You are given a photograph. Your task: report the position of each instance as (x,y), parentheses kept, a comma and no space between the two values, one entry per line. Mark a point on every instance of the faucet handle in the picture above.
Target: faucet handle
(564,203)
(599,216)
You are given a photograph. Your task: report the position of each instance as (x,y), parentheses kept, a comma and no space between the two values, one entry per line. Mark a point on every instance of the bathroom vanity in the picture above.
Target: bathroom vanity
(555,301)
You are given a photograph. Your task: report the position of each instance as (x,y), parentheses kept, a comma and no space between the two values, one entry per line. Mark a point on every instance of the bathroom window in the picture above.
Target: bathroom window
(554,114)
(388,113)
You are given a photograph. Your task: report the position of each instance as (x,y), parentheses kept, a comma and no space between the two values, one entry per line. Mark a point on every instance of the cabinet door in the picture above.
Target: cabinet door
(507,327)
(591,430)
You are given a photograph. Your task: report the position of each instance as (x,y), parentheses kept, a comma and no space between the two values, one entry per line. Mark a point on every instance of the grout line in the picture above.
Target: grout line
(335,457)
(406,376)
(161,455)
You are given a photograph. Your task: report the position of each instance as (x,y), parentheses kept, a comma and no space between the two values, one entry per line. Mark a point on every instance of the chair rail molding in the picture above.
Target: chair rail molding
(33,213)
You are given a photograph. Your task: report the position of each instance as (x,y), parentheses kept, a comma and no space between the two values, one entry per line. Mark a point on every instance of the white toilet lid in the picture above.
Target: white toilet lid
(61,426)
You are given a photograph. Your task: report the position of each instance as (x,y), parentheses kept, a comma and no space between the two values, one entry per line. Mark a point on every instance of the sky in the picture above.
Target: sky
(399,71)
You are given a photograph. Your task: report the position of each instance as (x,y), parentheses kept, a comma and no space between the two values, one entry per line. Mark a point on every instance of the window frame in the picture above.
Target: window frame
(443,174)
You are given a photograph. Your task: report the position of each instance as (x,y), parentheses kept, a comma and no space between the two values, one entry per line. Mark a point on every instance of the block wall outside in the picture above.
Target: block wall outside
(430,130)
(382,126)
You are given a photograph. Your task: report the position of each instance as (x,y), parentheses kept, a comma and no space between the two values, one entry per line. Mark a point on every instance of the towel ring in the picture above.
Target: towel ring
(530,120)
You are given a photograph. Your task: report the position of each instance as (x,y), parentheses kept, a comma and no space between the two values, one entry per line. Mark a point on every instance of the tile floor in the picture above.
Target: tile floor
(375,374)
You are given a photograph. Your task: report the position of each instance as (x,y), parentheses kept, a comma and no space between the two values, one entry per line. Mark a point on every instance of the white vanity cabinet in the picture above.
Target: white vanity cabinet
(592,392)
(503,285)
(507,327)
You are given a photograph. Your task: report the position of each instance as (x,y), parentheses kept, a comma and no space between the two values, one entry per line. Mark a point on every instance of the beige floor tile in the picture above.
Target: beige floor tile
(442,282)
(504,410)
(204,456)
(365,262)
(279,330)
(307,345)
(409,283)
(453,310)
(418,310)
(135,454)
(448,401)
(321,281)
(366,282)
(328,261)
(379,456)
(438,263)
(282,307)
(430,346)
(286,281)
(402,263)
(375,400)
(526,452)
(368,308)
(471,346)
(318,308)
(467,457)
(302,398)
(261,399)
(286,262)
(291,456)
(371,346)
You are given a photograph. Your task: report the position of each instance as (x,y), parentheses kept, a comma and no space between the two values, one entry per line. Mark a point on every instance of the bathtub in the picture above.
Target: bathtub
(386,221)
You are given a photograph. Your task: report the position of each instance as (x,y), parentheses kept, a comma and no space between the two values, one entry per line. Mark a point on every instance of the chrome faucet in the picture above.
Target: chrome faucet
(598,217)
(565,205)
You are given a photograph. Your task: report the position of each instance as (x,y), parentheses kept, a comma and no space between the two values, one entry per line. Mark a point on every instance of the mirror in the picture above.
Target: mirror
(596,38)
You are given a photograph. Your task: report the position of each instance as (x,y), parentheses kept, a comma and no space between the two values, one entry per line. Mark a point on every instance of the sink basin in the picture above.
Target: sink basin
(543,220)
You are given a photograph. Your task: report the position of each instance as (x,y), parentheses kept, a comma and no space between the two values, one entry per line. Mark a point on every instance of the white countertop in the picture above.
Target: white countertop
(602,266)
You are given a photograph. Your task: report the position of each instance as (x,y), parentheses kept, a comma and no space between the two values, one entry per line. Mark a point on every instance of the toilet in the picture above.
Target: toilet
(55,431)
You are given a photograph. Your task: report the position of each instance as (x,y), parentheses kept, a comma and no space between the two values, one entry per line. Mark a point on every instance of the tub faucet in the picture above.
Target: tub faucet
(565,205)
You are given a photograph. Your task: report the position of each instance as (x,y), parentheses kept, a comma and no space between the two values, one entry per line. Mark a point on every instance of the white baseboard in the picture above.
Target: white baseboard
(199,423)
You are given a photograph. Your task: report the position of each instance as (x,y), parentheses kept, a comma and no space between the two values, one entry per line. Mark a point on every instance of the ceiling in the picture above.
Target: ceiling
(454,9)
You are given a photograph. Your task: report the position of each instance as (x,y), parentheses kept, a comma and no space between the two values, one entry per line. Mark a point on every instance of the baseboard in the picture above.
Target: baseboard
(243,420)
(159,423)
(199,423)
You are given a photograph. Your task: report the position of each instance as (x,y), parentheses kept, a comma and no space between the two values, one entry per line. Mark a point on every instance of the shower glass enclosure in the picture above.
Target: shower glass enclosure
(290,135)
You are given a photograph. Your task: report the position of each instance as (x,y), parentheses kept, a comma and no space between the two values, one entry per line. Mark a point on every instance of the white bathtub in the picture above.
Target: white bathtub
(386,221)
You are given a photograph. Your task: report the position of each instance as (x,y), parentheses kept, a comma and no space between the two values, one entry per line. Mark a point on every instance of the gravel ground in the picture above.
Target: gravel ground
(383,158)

• **REQUIREMENT**: Repeat the entries exactly, all of them.

• **EXERCISE RESPONSE**:
You are given a photograph. Your task: report the position of each instance as (x,y), parentheses kept, a comma and no space between the two values, one entry per line. Mark a point on every instance of the faucet handle in the picture above.
Target: faucet handle
(564,203)
(599,216)
You are given a photograph. Your task: report the position of each instance as (x,y), parentheses kept, a comma and no space between the two values, one entry per line. Mark a point on every instance of the bathroom vanity in the picture above.
Target: bathroom vanity
(555,301)
You are given a photograph. Your task: report the position of each instance as (x,y), parentheses kept, a comma and no space between the two values, one entry per line. Mark a point on every instance of the bathroom window in the picture above.
Target: bathroom window
(554,114)
(388,113)
You are given a photograph. Your task: report the position of each instance as (x,y), parentheses kept, a comma and no space between the two values, one entry per line. Mark a point on every instance of the cabinet door in the picture above.
Target: cabinet door
(507,327)
(591,430)
You are given a photograph. Your task: report the position of each instance as (x,y), parentheses kept, a comma and no space between the two values, one entry per line. Mark a point on every instance of the grout line in the picture above.
Target: grout line
(335,457)
(406,376)
(161,455)
You are given a photograph. Your task: report the position of each instance as (x,y), parentheses kept, a comma and no space between the two values, one entry per line. Mark a point on every instance of the chair rail molding in the picture above.
Target: chair rail molding
(33,213)
You are given a photograph. Your task: report the position of each instance as (x,y), parentheses kept, a comma and no space between the two values, one entry per line. Mark a point on every instance of the white toilet lid in the picture above.
Target: white toilet lid
(61,426)
You are given a photograph. Your task: report the position of each instance as (x,y), parentheses kept, a comma and no space between the two values, one entry per line. Mark a point on every instance of the sky in the picture above.
Target: sky
(399,71)
You are given a photograph. Your task: report the position of each instance as (x,y), parentheses kept, a comma and no space between the two values, one entry per line. Mark a point on every instance of the window frame in the picture above.
Target: window frame
(443,174)
You are given a photograph. Your task: report the position of each instance as (x,y), parentheses kept, a comma and no space between the two values, one entry per line. Mark a point on every instance of the block wall outside in the picture above.
Target: block wall outside
(430,130)
(382,126)
You are given a photograph. Your task: report the position of each instance as (x,y), parentheses kept, a comma and no space between the two values, one entry per line. Mark a point on every instance of the towel ring in the picture above.
Target: towel ring
(530,120)
You are given a photograph. Your task: report the position of each instance as (x,y), parentheses kept, a comma and no space between the two values, one entry per line. Mark a point on every instance of the tile floor in the picture above.
Target: tile floor
(375,374)
You are given a photograph. Your task: report the position of each instance as (x,y), parentheses kept, a comma and no space between the two values, one entry per line. Mark a point on every instance of the white vanity cabinet in the picture above.
Target: white vanity cabinet
(592,392)
(503,285)
(507,327)
You are given a photograph. Your task: report the position of each instance as (x,y), parentheses kept, a comma and no space between the two values, one entry per line. Mark a point on every instance of the beige floor tile in the picture above.
Target: beige floor tile
(442,282)
(504,410)
(204,456)
(365,262)
(279,330)
(307,345)
(409,283)
(453,310)
(418,310)
(135,454)
(448,401)
(321,281)
(366,282)
(328,261)
(379,456)
(438,263)
(282,307)
(430,346)
(286,281)
(402,263)
(375,400)
(526,452)
(368,308)
(471,346)
(318,308)
(467,457)
(302,398)
(261,399)
(286,262)
(291,456)
(371,346)
You are given a photograph. Your task: report the position of each instance as (x,y), parentheses kept, a comma and no space between the two values, one entry per line. Mark a point on every instance of the bathtub in the picture above.
Target: bathtub
(386,221)
You are given a photograph. Your task: report the position of each instance as (x,y), parentheses kept, a comma and no space between the two values, one entry per line. Mark a point on every instance of the chrome faucet in the picture above.
Target: chrome faucet
(598,217)
(565,205)
You are given a photograph. Your task: report the position of each instance as (x,y), parentheses kept, a comma and no space between the two values, one entry per line. Mark a point on every instance of the mirror in the picture above.
Target: mirror
(596,38)
You are given a photograph. Your task: report the position of each instance as (x,y), parentheses kept, a comma and no space between the two values, one entry per line. Mark a point on every instance of the sink basin in the picture above.
Target: sink basin
(543,220)
You are given a photograph. Your task: report the position of each instance as (x,y), parentheses kept, a comma and no space between the two values, one entry per line. Mark a point on every instance of the white countertop in the picture above.
Target: white countertop
(602,266)
You are given a photograph. Your task: report the position of each instance as (x,y), parentheses kept, a comma and no space between the two values, one entry per line. Mark a point on every instance of the toilet in the picture above.
Target: toilet
(55,431)
You are given a photograph. Your task: report the position of each instance as (x,y), parentheses kept, a comma and no space between the two values, one entry per line. Mark a point on every instance of the tub faucet in the picture above.
Target: tub faucet
(565,205)
You are given a photograph. Your task: report the position of each instance as (x,y), parentheses kept, a comma and no space between the two values, one entry per line. Mark a point on every instance of the white baseboard in the picture above.
Target: white baseboard
(199,423)
You are given a photograph. Your task: report the position of each instance as (x,y), parentheses kept, a comma and no space between the two values, one entry per line. Mark a point on every instance of the ceiling in the picture above.
Target: ceiling
(454,9)
You are given a photograph. Your task: report the position of each instance as (x,y), parentheses kept, a comma and no space between the two values, one entry per line. Mark a point on every instance of the baseboard in the picture above.
Target: baseboard
(243,420)
(159,423)
(199,423)
You are given a photograph. Your task: report the position of each instance as (x,y), parentheses kept, a comma and no space between the two values, one entry per line. Mark a point on every instance of the shower glass enclosure in the picture above.
Target: shower glass enclosure
(290,135)
You are given a photograph. Your task: report the position of each instance as (x,y), parentheses kept, a comma and no space between the two values, one entry per line. Mark a point on every instance of the white bathtub in the picture above.
Target: white bathtub
(386,221)
You are given a photograph. Your task: report the position of each instance as (x,y), parentheses kept, a comma and no space between the two values, one entry per line. Mark a point on every instance of the gravel ground in the picture above.
Target: gravel ground
(383,158)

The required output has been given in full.